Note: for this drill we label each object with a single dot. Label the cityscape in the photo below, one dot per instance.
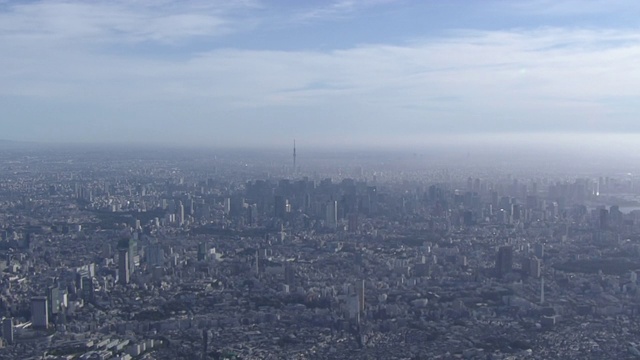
(319, 180)
(171, 254)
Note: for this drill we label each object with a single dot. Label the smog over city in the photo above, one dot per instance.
(338, 179)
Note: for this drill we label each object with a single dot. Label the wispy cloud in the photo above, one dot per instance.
(336, 10)
(120, 21)
(67, 59)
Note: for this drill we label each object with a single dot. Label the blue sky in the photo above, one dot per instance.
(338, 73)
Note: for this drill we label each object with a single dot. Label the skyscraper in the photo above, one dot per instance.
(360, 292)
(39, 312)
(332, 214)
(504, 260)
(123, 266)
(294, 157)
(7, 330)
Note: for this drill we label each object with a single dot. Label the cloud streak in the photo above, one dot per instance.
(80, 63)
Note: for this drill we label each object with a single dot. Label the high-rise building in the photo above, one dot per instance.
(123, 266)
(360, 293)
(203, 251)
(131, 245)
(289, 274)
(39, 312)
(539, 250)
(54, 297)
(281, 205)
(331, 219)
(180, 213)
(504, 260)
(87, 288)
(353, 222)
(155, 255)
(7, 330)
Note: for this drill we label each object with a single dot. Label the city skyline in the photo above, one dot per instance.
(345, 73)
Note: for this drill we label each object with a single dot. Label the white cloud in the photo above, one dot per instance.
(80, 56)
(119, 21)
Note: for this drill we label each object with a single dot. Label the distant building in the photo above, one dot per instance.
(7, 330)
(331, 218)
(39, 312)
(504, 260)
(123, 266)
(202, 251)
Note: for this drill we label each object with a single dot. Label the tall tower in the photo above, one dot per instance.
(123, 266)
(294, 156)
(39, 312)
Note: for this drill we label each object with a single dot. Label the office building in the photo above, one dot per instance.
(331, 219)
(504, 260)
(123, 266)
(7, 330)
(39, 312)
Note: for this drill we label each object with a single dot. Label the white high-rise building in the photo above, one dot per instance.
(39, 312)
(332, 214)
(123, 266)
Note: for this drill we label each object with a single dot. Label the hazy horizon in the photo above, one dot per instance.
(347, 73)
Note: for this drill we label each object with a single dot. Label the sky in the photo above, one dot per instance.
(252, 73)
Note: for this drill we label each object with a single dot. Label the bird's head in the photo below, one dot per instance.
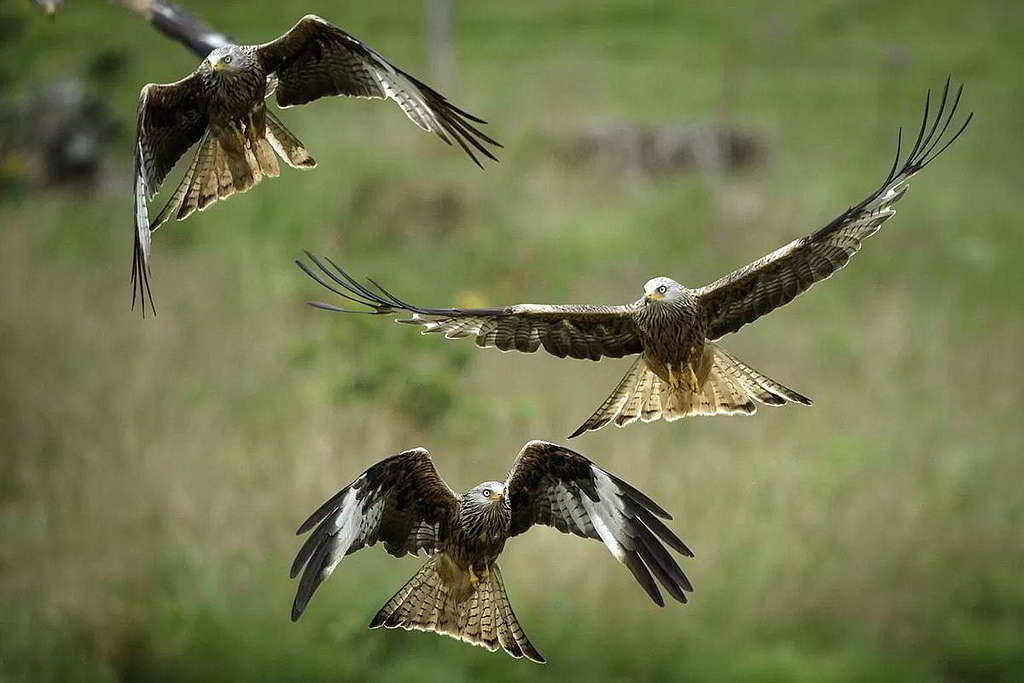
(487, 493)
(663, 289)
(227, 59)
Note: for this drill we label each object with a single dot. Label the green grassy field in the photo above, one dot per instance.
(152, 473)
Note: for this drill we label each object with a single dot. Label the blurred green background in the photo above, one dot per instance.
(153, 472)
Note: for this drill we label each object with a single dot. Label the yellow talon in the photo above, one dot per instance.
(691, 379)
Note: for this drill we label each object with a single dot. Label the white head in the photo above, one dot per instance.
(487, 493)
(663, 289)
(227, 58)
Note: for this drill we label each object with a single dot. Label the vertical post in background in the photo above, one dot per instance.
(440, 52)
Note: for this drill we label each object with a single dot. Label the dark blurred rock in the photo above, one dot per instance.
(57, 135)
(653, 152)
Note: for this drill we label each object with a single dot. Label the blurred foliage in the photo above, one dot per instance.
(153, 472)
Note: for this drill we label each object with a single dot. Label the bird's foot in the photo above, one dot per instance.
(475, 579)
(691, 380)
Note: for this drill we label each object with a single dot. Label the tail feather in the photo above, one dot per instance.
(439, 598)
(729, 387)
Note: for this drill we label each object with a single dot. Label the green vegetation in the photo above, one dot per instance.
(152, 473)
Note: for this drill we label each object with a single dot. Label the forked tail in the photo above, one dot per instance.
(439, 598)
(729, 387)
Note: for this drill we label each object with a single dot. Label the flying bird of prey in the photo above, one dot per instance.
(221, 105)
(681, 370)
(403, 503)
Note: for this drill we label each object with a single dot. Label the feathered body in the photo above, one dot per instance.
(459, 591)
(681, 369)
(222, 108)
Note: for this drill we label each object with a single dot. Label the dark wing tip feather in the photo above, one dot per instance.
(928, 145)
(349, 289)
(140, 289)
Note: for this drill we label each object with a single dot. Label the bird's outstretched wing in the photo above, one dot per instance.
(573, 331)
(171, 119)
(553, 485)
(401, 502)
(316, 58)
(749, 293)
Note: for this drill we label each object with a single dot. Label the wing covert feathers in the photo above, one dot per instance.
(552, 485)
(564, 331)
(773, 281)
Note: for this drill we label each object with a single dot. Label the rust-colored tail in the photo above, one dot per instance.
(729, 387)
(439, 598)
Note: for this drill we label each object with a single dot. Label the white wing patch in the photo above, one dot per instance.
(348, 522)
(606, 514)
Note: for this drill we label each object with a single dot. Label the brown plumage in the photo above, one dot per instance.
(221, 107)
(402, 503)
(681, 371)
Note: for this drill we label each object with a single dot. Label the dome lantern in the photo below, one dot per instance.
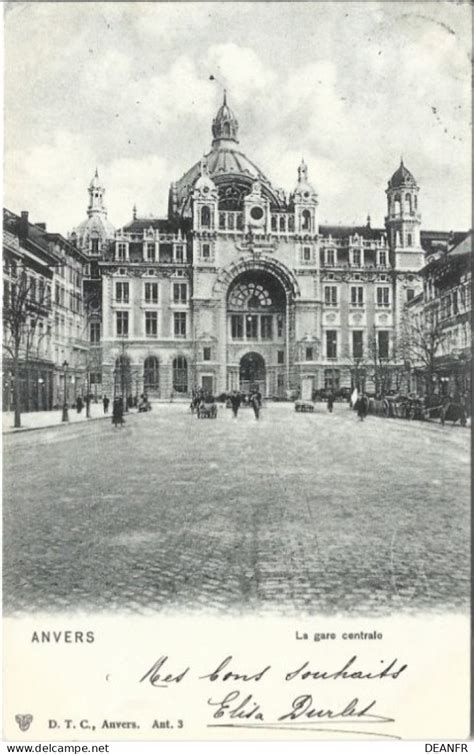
(225, 126)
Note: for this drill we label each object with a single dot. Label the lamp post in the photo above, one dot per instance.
(65, 416)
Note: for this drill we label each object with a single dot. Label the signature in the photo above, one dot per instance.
(238, 710)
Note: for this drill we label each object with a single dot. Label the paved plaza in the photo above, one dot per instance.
(297, 513)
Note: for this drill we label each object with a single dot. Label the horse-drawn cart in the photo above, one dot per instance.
(304, 406)
(207, 410)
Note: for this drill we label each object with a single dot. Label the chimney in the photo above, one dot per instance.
(23, 226)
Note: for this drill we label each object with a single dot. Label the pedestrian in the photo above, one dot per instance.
(256, 403)
(235, 401)
(362, 406)
(117, 412)
(330, 402)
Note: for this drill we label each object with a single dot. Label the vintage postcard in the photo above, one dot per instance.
(237, 256)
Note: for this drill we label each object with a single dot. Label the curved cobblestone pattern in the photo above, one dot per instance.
(295, 514)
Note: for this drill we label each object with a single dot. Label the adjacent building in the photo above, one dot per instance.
(242, 286)
(43, 311)
(441, 318)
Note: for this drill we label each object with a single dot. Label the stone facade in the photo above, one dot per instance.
(241, 285)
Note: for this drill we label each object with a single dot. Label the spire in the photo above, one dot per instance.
(225, 126)
(96, 196)
(302, 172)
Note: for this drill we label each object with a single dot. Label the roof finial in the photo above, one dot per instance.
(302, 171)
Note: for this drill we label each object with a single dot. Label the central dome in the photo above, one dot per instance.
(226, 165)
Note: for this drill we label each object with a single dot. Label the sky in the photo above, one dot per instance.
(348, 86)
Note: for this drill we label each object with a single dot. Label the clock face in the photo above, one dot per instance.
(256, 213)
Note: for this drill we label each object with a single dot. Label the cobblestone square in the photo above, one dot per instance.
(297, 513)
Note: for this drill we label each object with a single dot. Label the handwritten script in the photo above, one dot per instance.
(233, 694)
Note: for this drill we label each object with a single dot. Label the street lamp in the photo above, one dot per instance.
(65, 416)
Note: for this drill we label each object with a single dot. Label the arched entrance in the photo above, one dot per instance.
(257, 327)
(151, 375)
(180, 375)
(252, 373)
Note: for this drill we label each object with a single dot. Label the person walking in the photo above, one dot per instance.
(256, 403)
(330, 402)
(235, 401)
(117, 412)
(362, 406)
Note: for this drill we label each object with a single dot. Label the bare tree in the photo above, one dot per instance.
(384, 368)
(421, 338)
(26, 306)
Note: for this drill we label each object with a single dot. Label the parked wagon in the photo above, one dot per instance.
(304, 406)
(207, 410)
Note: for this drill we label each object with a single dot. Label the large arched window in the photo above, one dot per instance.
(205, 217)
(252, 295)
(180, 375)
(151, 374)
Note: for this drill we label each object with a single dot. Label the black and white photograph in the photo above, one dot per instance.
(237, 252)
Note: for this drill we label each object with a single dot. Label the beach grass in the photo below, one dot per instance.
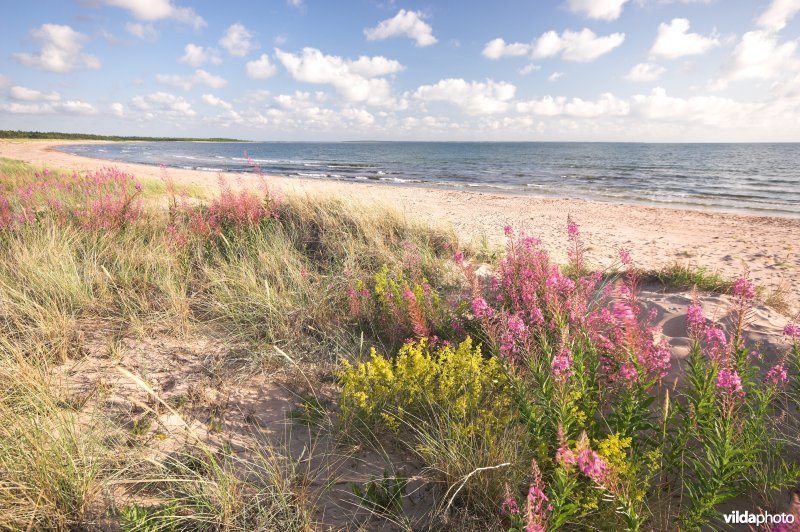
(150, 336)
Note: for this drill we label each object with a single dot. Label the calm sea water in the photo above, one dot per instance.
(752, 178)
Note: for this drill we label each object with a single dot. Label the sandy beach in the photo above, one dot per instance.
(724, 242)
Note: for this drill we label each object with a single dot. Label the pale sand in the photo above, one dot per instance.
(728, 243)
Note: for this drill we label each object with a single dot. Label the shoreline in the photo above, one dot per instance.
(657, 236)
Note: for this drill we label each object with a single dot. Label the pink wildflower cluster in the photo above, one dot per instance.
(562, 365)
(729, 383)
(792, 331)
(537, 506)
(777, 375)
(695, 320)
(106, 199)
(239, 208)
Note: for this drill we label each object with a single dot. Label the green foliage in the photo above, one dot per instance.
(383, 495)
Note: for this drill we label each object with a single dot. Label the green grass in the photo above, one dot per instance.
(683, 277)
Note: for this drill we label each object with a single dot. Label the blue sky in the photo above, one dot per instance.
(597, 70)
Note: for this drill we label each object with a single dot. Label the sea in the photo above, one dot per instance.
(761, 179)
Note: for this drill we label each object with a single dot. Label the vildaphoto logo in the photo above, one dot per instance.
(764, 518)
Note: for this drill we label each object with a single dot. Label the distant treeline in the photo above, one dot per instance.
(82, 136)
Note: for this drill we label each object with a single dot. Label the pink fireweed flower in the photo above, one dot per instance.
(481, 308)
(695, 320)
(628, 372)
(777, 375)
(509, 505)
(717, 343)
(729, 382)
(561, 366)
(792, 330)
(572, 229)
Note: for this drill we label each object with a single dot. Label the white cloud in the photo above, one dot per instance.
(76, 107)
(162, 102)
(598, 9)
(529, 68)
(255, 96)
(497, 48)
(405, 23)
(238, 40)
(645, 72)
(778, 14)
(474, 98)
(674, 40)
(354, 80)
(759, 56)
(705, 110)
(212, 100)
(142, 31)
(200, 77)
(159, 10)
(198, 55)
(606, 105)
(61, 50)
(32, 95)
(371, 67)
(49, 107)
(581, 46)
(261, 68)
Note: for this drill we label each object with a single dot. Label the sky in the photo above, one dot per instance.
(282, 70)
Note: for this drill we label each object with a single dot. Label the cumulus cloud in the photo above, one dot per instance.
(759, 56)
(674, 40)
(356, 81)
(213, 101)
(404, 24)
(143, 31)
(198, 55)
(200, 77)
(162, 102)
(61, 50)
(645, 72)
(598, 9)
(497, 48)
(778, 14)
(529, 68)
(606, 105)
(582, 46)
(151, 10)
(32, 95)
(473, 97)
(238, 40)
(261, 68)
(705, 110)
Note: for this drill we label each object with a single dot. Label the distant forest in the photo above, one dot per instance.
(82, 136)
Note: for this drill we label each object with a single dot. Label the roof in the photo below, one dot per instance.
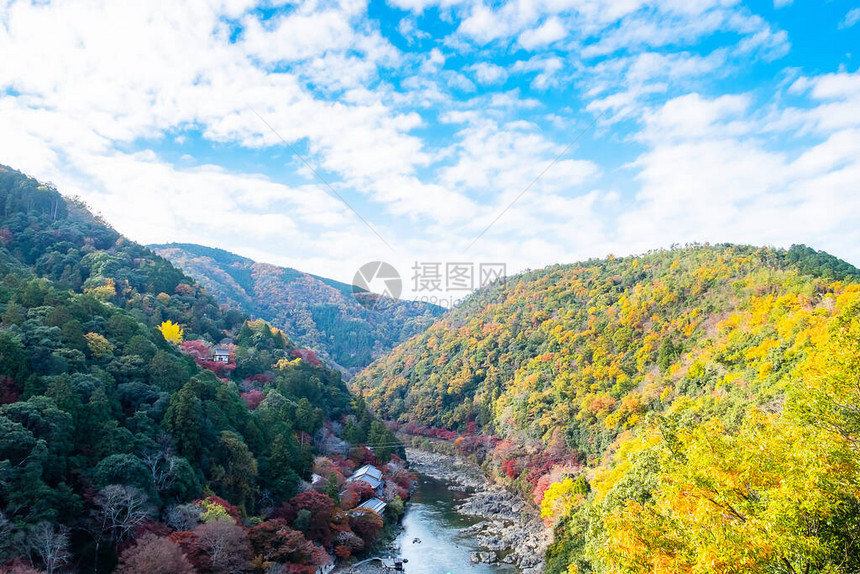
(368, 470)
(373, 504)
(369, 474)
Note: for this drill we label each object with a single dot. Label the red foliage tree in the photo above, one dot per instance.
(154, 555)
(231, 510)
(192, 549)
(225, 545)
(366, 524)
(253, 399)
(273, 541)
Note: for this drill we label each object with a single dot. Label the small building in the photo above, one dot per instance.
(370, 475)
(373, 504)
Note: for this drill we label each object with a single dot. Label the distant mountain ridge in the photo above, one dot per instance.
(684, 410)
(318, 312)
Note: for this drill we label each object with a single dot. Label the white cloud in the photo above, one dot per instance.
(851, 18)
(550, 31)
(488, 74)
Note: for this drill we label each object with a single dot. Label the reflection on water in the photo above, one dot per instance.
(431, 518)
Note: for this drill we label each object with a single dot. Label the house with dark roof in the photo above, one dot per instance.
(371, 475)
(373, 504)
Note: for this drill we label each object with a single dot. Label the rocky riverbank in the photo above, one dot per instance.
(511, 531)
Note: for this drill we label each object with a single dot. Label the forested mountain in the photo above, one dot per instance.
(688, 410)
(319, 313)
(123, 435)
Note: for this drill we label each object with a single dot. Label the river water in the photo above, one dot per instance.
(431, 518)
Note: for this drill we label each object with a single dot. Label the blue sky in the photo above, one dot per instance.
(690, 121)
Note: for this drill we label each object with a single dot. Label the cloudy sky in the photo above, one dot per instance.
(630, 124)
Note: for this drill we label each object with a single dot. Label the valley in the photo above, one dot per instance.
(683, 410)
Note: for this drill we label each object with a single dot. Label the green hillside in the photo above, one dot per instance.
(691, 410)
(116, 424)
(319, 313)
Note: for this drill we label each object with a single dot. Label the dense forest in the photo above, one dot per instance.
(319, 313)
(687, 410)
(127, 444)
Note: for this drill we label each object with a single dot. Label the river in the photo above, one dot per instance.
(431, 518)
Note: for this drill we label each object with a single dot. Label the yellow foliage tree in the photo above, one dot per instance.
(171, 331)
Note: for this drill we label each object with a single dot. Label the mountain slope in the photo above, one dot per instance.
(628, 393)
(319, 313)
(121, 432)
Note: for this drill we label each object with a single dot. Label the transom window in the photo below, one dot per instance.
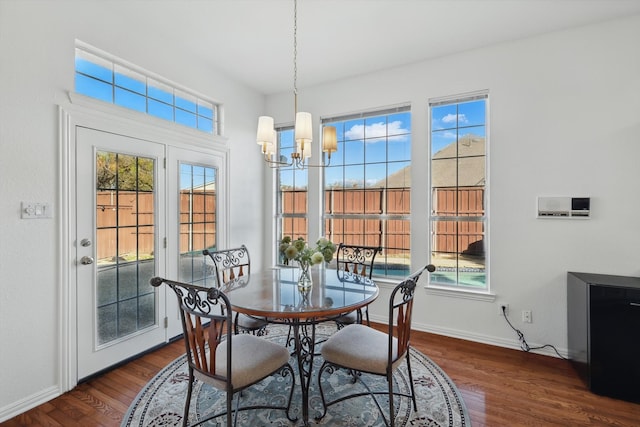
(105, 78)
(458, 219)
(367, 187)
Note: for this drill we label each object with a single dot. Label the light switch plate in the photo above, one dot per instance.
(35, 210)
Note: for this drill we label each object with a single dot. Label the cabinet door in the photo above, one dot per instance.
(615, 342)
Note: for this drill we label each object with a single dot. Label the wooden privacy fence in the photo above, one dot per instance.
(346, 212)
(125, 223)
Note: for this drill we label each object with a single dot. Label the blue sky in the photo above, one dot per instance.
(449, 122)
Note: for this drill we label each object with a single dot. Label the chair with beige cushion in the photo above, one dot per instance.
(363, 350)
(218, 357)
(229, 266)
(357, 262)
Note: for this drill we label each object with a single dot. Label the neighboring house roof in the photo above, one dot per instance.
(471, 153)
(471, 169)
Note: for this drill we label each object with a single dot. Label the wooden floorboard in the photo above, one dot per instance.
(500, 387)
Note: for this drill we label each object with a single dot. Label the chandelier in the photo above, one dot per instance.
(267, 135)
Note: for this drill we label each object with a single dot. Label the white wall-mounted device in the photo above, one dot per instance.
(564, 207)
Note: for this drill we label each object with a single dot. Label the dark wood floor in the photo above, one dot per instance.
(500, 387)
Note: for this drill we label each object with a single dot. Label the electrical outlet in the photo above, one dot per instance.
(506, 309)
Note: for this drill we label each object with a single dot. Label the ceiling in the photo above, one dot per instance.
(252, 40)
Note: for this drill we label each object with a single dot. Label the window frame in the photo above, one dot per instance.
(391, 270)
(280, 215)
(456, 286)
(129, 86)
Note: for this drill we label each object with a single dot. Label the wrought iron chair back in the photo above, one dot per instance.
(230, 265)
(356, 261)
(199, 306)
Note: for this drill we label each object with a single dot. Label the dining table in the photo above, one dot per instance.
(273, 294)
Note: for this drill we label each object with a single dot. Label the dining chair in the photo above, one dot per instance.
(360, 349)
(229, 265)
(356, 261)
(218, 357)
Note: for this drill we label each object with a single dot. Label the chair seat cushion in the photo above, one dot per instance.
(359, 347)
(254, 358)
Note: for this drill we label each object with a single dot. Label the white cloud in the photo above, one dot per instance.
(449, 135)
(451, 118)
(376, 130)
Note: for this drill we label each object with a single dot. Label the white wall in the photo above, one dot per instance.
(36, 73)
(564, 121)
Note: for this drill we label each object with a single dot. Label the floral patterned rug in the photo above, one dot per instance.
(440, 404)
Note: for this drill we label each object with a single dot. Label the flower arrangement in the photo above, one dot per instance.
(298, 250)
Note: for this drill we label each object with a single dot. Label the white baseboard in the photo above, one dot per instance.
(23, 405)
(483, 339)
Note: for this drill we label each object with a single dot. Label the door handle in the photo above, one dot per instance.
(86, 260)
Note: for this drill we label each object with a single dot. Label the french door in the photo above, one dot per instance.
(144, 207)
(120, 215)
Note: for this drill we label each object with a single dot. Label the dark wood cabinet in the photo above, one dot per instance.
(604, 332)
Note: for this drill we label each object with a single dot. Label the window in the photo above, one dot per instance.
(198, 219)
(292, 193)
(367, 186)
(458, 220)
(109, 80)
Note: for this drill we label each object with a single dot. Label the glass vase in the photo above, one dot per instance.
(304, 278)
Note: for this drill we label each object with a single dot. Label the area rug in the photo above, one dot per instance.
(440, 404)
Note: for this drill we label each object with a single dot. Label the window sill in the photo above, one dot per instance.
(460, 293)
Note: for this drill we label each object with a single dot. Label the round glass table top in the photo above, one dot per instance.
(274, 293)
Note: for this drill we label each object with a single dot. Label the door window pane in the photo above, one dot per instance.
(197, 220)
(125, 244)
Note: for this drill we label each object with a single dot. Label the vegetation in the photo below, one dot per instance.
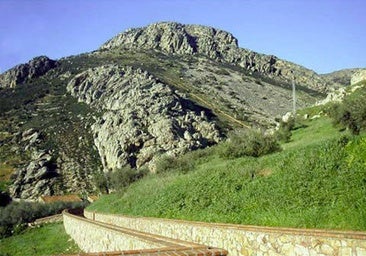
(48, 239)
(15, 216)
(317, 181)
(351, 113)
(248, 143)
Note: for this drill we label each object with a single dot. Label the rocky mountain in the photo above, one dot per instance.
(26, 72)
(340, 78)
(175, 38)
(142, 117)
(164, 89)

________________________

▶ _Exercise_
Begin with the line that contains "the window sill" and repeat every line through the end of the data, exactly and only those lines, leaving out the pictures.

▶ _Solution below_
Note: for this drill we label each object with a single dot. Label the window sill in the photo above, one dot per instance.
(460, 293)
Note: for this drill we label each object with a single dot. Label the round glass table top in the photo above, one dot per instance.
(274, 293)
Note: for this drill we label each object with a single dot. Label the door window pane in the photo above, one dot per instance.
(197, 220)
(125, 244)
Note: for this drill we label each object with a single dot. Label the vegetation in the photo below, one dot per instance.
(48, 239)
(15, 216)
(317, 181)
(351, 113)
(248, 143)
Note: for this drill we label each object with a single dot. Label the rocky mountain in the photo above, one dot per instance.
(26, 72)
(340, 78)
(175, 38)
(142, 117)
(164, 89)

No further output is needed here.